Task goal: Make an exact copy of the records, with the images left out.

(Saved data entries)
◇ ◇ ◇ ◇ ◇
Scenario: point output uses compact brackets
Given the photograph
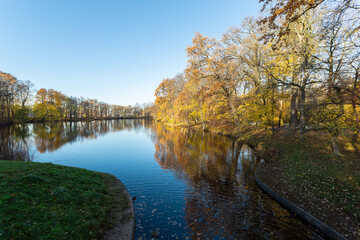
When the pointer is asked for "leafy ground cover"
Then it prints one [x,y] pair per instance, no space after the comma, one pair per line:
[308,174]
[47,201]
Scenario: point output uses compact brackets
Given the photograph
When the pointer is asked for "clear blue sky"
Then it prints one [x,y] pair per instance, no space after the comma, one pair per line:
[115,51]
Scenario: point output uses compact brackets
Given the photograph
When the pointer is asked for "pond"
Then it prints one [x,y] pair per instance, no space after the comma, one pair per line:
[188,184]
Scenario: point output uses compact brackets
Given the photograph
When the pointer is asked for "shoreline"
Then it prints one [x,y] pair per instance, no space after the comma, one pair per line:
[12,122]
[53,200]
[279,175]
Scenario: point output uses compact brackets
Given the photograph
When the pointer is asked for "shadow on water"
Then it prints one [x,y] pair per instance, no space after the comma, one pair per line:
[191,185]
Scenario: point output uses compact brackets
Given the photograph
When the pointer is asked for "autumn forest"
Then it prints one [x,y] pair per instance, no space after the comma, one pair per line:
[299,68]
◇ ◇ ◇ ◇ ◇
Exercise response:
Scenario: point output uses compact brackets
Given the photograph
When the pointer is asked for "leafy ground cover"
Then it prints one [x,y] pair per instance, no space after the comma, one pair per line:
[308,174]
[47,201]
Scenario: point output uses compact brackets
Given the photograph
When the pointer is asked for "clear blue sky"
Then it prints one [x,y] pair per instance, no space after the comma, one pair per line:
[115,51]
Scenario: point output uses compact brackets
Given the photograph
When the pointer is asked for "pond"
Then it prints one [x,y] pair per instance, no space after the comma, one pair per line:
[188,184]
Scenario: point output uses compact brackets
Given the photograph
When the pointer is asked for "shoreline"
Then it prints one [x,y] pair per instance, no space after the comma, one pair per line:
[12,122]
[53,200]
[279,175]
Scenario: point output uses compact brackets
Given the photograph
When the pointer is asked for "shadow on water"
Then it prints one [x,y] pair per instance, no space after the comma, one pair per line:
[191,185]
Scenario: point output uses compact brackets
Given the photograph
When the pointer is asked for "autumn forest"
Then it prints one [x,y] pair per instance, no space after the comma, one pair per line:
[299,68]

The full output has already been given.